** QUOTED PASSAGE follows **
Table 3 Experimental parameters

5.1 TETS Evaluation

In this subsection, we test TETS in order to evaluate its convergence and improvements in various tasks and processors. Figure 5a, b show the improvement of TETS according to the number of tasks and the number of processors, respectively. Experiments show that our approach improves on average by increasing the tasks and processors. Figure 5b shows that increasing the processors cause to improve the results of TETS (Fig. 6).

Fig. 5
figure 5

Improvement according to the number of 5a: tasks, and, 5b: processors. a Improvement according to the number of tasks. b Improvement according to the number of processors

Fig. 6
figure 6

Makespan and energy comparisons among TETS-versus-ECS [6]-versus-Hybrid GA [3]. a Makespan. b Energy

5.2 Comparisons

To demonstrate the TETS performance, we compared it against ECS [6] and Hybrid GA [3]. Simulation is done based on the sample data of [10] which contains a set of 8 task which related to each other and arranged in a graph. Considered factors in this paper are makespan and energy consumption. As explained in Sect. 4.2 the fitness function is sum of the time and energy consumption. This function tries minimizing the makespan and energy consumption. To study the performance of the solutions obtained from the comparison of these algorithms we ran them for 100 iteration and for 20, 40, 60, 80 and 120 tasks. The results of executing three algorithms represented in Fig. 5a, b. As demonstrated in Fig. 5a, b by increasing the number of tasks, TETS performs better compared to the ECS and Hybrid GA in terms of makespan and energy consumption. This comparison indicates the improvements over the average of the other two algorithms. Table 4 compares the Pareto solutions of the hybrid approach and the solution of ECS with TETS approach. The comparison is made according to the number of tasks and the number of processors. The third column shows the average number of obtained Pareto solutions. The forth column gives the percentage of Pareto solutions that improves the Hybrid GA solution on the two objectives simultaneously and the last column shows the percentage of Pareto solutions that improves the ECS solution on the two objectives simultaneously. As indicated in the last line of the table, TETS provided 16.76 % solutions on average, and 83.04 % and 19.77 % of the Pareto solutions found by ECS and Hybrid GA respectively on the two objectives simultaneously. In addition, Table 4 shows that when there are more tasks, more Pareto solutions can be found, and the percentage of Pareto solutions dominating the ECS solution and Hybrid GA solution increases. To determine the contribution of TETS, in terms of the values of makespan and energy consumption, we compare the solution provided by ECS and Hybrid GA to only one solution of the Pareto set provided by TETS. And the a comparison is done between solutions.
** End of QUOTED PASSAGE **
** MATERIAL PROVIDED follows **
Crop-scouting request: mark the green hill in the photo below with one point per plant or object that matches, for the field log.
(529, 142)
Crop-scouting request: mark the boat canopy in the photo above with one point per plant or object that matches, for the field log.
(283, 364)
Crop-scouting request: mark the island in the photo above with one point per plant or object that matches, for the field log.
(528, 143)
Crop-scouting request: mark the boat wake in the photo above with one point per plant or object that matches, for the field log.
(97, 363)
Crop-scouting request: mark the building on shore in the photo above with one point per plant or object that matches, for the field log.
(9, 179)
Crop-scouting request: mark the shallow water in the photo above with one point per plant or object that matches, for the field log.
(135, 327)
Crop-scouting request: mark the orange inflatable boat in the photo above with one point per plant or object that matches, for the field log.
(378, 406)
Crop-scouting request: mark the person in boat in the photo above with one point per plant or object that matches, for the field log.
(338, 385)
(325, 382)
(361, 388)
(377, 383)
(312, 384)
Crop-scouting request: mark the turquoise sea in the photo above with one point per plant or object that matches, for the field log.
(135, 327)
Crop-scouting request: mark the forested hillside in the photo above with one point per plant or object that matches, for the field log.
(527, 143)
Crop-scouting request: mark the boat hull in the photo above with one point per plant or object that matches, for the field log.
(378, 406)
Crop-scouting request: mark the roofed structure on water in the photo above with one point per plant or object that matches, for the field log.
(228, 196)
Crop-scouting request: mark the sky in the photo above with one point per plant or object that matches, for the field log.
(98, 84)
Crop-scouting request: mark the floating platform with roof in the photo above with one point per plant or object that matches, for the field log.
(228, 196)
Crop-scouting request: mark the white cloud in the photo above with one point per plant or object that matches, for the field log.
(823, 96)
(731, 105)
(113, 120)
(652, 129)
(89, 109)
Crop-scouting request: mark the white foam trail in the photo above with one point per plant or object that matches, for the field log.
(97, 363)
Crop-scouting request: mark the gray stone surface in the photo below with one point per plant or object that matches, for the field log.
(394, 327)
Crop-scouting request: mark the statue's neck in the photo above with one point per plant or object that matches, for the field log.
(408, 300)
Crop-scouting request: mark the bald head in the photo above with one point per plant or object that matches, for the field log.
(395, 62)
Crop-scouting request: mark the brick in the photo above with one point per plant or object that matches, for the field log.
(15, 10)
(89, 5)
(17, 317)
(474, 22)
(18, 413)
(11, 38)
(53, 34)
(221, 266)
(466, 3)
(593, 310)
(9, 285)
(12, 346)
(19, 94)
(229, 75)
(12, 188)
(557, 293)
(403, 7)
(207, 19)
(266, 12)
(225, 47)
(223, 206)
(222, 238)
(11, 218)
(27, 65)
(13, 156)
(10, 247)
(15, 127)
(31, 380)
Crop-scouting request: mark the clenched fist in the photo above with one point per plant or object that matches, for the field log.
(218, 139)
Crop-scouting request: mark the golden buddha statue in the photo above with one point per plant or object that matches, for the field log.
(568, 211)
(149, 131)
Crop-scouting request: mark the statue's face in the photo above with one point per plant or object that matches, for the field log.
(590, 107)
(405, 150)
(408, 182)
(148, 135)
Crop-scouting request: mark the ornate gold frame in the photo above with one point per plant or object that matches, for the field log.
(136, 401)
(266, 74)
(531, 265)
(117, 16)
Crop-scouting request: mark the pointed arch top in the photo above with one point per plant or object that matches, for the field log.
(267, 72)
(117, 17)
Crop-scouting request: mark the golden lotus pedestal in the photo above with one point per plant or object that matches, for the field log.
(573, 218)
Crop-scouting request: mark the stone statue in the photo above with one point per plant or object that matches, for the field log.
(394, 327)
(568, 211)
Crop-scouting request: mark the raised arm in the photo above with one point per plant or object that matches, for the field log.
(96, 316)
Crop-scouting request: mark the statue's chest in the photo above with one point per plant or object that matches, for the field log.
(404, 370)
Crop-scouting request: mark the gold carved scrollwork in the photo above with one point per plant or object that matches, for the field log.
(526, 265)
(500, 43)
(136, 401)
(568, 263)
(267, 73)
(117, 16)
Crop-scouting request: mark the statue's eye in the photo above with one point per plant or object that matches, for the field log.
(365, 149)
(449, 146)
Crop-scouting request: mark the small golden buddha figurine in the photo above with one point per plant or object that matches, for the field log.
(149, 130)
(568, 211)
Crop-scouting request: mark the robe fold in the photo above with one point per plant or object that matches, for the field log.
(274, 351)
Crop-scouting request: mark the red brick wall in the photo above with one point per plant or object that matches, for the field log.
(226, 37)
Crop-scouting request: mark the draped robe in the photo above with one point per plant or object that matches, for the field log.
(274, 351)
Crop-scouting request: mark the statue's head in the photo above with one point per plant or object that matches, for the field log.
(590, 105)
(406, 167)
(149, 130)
** End of MATERIAL PROVIDED **
**TASK A**
In the TETS scheduling excerpt, how many iterations were the algorithms run for in the comparison?
**TASK B**
Please extend the TETS scheduling excerpt by writing on from its final sentence.

**OUTPUT A**
100 iterations.

**OUTPUT B**
Table 4 Comparison of Average number of Pareto solutions in TETS, Hybrid GA [3], and ECS [6]

6 Conclusions

In this paper we investigate the scheduling problem of parallel application with precedence constraints. In most presented methods only makespan was considered and they did not consider energy consumption. So given the importance of makespan and energy consumption, a new method namely TETS, for scheduling was presented which is enable to optimize the makespan and energy consumption. TETS is hybrid of genetic algorithm and ECS method in which genetic algorithm is used for generating chromosomes and ECS is used for assigning processor and voltage to tasks. In addition mutation operation and crossover operation do according to the precedence between tasks so TETS always produce optimized solutions (schedule). Simulation results show that TETS improves on average the results obtained in the literature in energy saving and makespan. Indeed, the energy consumption is reduced by 49 % and the completion time by 14 %.